• Work order: When the line containing "point: shrub -- one" appears in the entries below, begin printing there and stop after the line containing "point: sunset sky"; print each of those lines exactly and no other line.

• Exercise data:
************
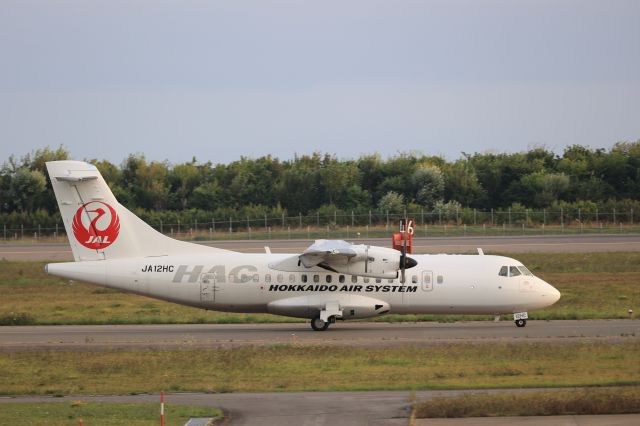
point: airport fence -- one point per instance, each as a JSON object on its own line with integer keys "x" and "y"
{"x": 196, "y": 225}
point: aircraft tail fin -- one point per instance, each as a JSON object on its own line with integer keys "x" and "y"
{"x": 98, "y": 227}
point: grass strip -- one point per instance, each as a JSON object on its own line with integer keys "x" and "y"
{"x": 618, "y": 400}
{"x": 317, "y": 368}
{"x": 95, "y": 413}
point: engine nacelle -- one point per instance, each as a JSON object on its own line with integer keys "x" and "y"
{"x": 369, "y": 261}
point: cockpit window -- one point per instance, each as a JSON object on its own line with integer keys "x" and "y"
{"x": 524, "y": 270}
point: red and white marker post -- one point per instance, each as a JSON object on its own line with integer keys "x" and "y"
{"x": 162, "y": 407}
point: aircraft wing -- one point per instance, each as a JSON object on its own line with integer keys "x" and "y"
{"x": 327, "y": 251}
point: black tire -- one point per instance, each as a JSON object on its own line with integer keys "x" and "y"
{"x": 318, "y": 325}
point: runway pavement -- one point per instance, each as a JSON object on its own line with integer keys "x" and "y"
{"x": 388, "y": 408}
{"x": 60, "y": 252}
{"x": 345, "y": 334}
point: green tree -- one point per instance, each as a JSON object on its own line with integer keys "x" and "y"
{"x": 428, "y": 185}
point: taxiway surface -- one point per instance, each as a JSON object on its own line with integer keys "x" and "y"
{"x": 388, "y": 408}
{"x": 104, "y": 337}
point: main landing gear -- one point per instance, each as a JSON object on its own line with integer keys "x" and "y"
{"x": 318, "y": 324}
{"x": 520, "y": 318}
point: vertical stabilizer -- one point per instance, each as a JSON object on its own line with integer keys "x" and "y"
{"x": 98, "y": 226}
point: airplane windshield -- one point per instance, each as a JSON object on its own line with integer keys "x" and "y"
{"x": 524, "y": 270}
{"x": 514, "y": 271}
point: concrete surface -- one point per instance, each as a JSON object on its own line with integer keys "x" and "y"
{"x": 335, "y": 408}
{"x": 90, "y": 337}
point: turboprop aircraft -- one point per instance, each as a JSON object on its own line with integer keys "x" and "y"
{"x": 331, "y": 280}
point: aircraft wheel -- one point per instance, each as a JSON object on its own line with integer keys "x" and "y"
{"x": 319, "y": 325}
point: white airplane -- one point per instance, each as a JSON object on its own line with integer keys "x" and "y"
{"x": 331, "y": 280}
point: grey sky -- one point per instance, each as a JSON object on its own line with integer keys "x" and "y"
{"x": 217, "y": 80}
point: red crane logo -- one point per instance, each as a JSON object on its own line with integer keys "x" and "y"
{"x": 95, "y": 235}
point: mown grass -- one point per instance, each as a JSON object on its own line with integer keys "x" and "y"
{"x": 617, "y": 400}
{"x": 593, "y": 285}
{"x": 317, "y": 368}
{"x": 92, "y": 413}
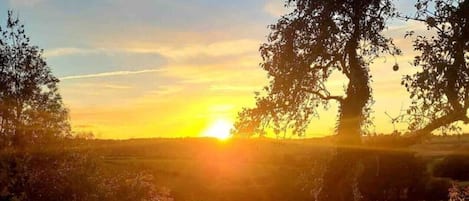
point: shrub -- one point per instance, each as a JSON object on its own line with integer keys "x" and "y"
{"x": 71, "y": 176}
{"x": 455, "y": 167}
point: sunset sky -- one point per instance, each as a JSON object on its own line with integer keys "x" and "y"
************
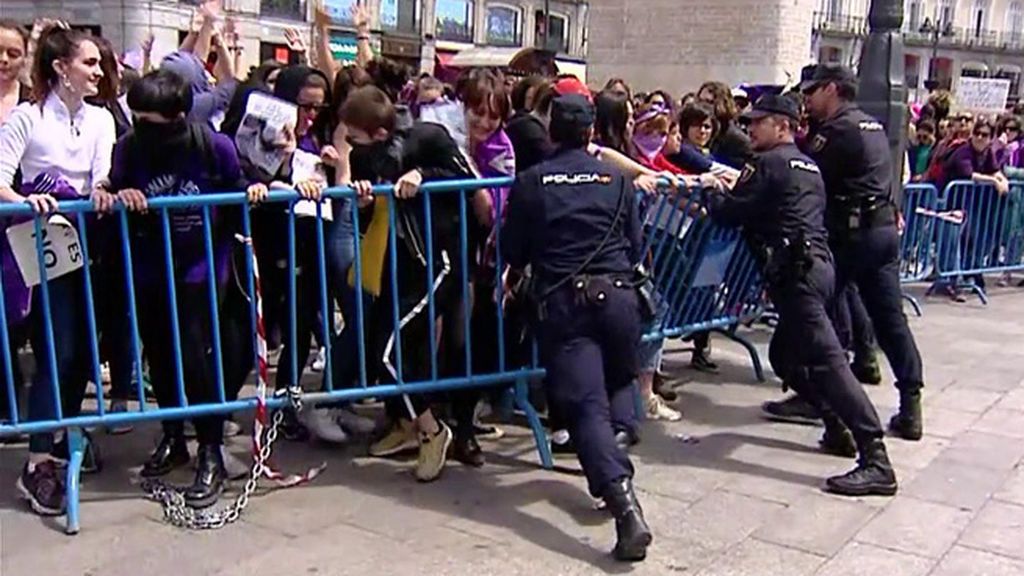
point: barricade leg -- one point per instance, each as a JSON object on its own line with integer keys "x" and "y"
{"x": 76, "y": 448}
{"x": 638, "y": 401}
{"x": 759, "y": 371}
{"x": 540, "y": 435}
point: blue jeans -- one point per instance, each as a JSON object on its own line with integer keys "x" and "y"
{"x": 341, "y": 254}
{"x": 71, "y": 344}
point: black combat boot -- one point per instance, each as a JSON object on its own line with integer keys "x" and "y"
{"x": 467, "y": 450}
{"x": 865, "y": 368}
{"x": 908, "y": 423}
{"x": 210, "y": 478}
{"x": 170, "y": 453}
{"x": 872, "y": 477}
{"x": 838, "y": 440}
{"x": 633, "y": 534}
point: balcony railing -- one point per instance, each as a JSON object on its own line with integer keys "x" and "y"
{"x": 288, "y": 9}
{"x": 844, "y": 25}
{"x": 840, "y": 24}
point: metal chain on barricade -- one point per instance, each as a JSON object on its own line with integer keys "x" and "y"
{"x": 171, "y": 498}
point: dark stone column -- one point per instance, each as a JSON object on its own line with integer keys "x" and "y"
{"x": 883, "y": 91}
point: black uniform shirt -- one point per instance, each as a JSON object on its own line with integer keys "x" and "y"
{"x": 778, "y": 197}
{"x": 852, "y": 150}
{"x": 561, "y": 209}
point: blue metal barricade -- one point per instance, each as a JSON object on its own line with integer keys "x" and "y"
************
• Task output:
point: shrub -- one point per instance, each as a JSON object on its own line with integer keys "x" and "y"
{"x": 71, "y": 176}
{"x": 455, "y": 167}
point: sunset sky -- one point per instance, each as a JSON object on its own line with integer keys "x" and "y"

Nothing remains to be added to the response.